Top of SUPPLIED TEXT
# heya!.......im new



## elf run1 (Sep 22, 2009)

hey like i said im new not only to the site but also to mantid's and i am from central united states eh....not else much to say i guess.


----------



## agent A (Sep 22, 2009)

Welcome to the forum! I'm Alex from the Northern Connecticut wilderness and I am learning about Canada in school right now!


----------



## [email protected] (Sep 22, 2009)

Welcome to the forum.


----------



## grant (Sep 22, 2009)

Welcome to the forum

Grant


----------



## Katnapper (Sep 22, 2009)

Hey there, King of Elves... welcome to the forum.  Glad to have you here and best of luck if making mantis keeping your new hobby! It's a great hobby, btw...


----------



## Stone (Sep 22, 2009)

Welcome to the forum!


----------



## Rick (Sep 22, 2009)
Bottom of SUPPLIED TEXT
Top of RECORDS
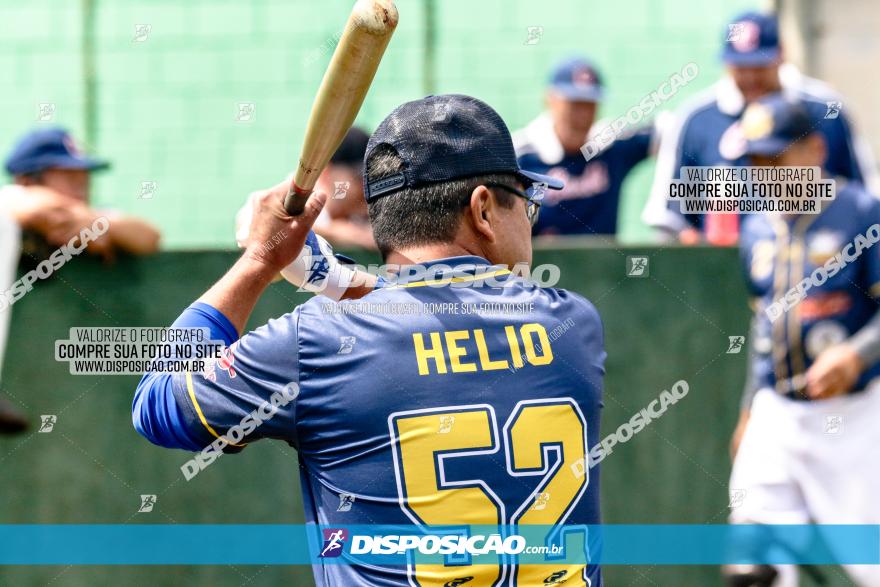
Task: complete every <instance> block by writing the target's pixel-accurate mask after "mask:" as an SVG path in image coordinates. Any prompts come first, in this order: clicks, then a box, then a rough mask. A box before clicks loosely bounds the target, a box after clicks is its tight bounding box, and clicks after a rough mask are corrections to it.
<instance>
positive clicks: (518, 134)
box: [513, 57, 653, 235]
mask: <svg viewBox="0 0 880 587" xmlns="http://www.w3.org/2000/svg"><path fill="white" fill-rule="evenodd" d="M603 94H604V92H603V88H602V80H601V78H600V76H599V72H598V71H597V70H596V68H595V67H594V66H593V64H592V63H590V61H588V60H586V59H583V58H580V57H573V58H569V59H566V60H565V61H562V62H561V63H559V65H557V66H556V68H555V69H554V71H553V74H552V76H551V78H550V83H549V85H548V87H547V93H546V104H547V111H546V112H544V113H542V114H541V115H540V116H538V118H536V119H535V120H533V121H532V122H530V123H529V124H528V125H527V126H526V127H525V128H523V129H521V130H519V131H517V132H516V133H514V135H513V142H514V145H515V147H516V154H517V157H518V161H519V165H520V167H522V168H523V169H528V170H530V171H534V172H537V173H543V174H547V175H551V176H553V177H557V178H559V179H561V180H563V181H564V182H565V187H564V188H562V189H561V190H559V191H556V192H547V193H546V194H545V197H544V202H543V204H544V205H543V207H542V210H541V218H540V219H539V220H538V223H537V224H536V225H535V228H534V234H536V235H550V234H602V235H607V234H615V233H616V232H617V214H618V210H619V209H620V190H621V187H622V186H623V180H624V179H625V178H626V175H627V174H628V173H629V172H630V170H632V168H633V167H635V166H636V165H638V164H639V162H641V161H643V160H644V159H646V158H647V157H648V155H649V154H650V151H651V143H652V136H653V129H652V128H641V129H637V130H636V129H632V130H630V131H629V132H625V133H624V134H623V135H621V136H619V137H618V138H617V139H616V140H615V141H613V142H612V143H610V144H609V145H608V146H606V147H605V148H604V149H602V151H601V152H599V153H598V154H596V155H595V156H594V157H593V158H591V159H590V160H589V161H587V159H586V157H584V154H583V153H582V152H581V147H583V146H584V144H585V143H586V142H587V139H588V138H589V137H590V136H594V135H595V134H596V132H597V131H600V130H601V129H602V128H603V127H604V126H605V124H607V122H605V121H599V122H596V124H593V123H594V121H595V120H596V111H597V109H598V106H599V102H600V101H601V100H602V97H603Z"/></svg>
Bottom of RECORDS
# REQUIREMENT A:
Answer these about the mantis forum welcome thread:
(i) What part of the country does the first poster say they are from?
(ii) Where does Alex say he is from?
(iii) What nickname does Katnapper use to greet the first poster?
# REQUIREMENT B:
Carry on the mantis forum welcome thread from the point where it stops.

# EXERCISE ANSWER A:
(i) Central United States
(ii) The Northern Connecticut wilderness
(iii) King of Elves

# EXERCISE ANSWER B:
Welcome


----------



## ismart (Sep 22, 2009)

welcome to the forum!


----------



## hibiscusmile (Sep 22, 2009)

Welcome to mantis forum! from OHIO!


----------



## wero626 (Sep 23, 2009)

Welcome and be prepared to learn and gain alot of knowledge this site is the perfect site to do that good luck wit all ya mantid rearing =]


----------



## revmdn (Sep 23, 2009)

Welcome.


----------



## Boxer_Bug (Sep 25, 2009)

Welcome to Arthropod HQ.


----------



## elf run1 (Sep 25, 2009)

ty guys


----------



## nprowler (Sep 27, 2009)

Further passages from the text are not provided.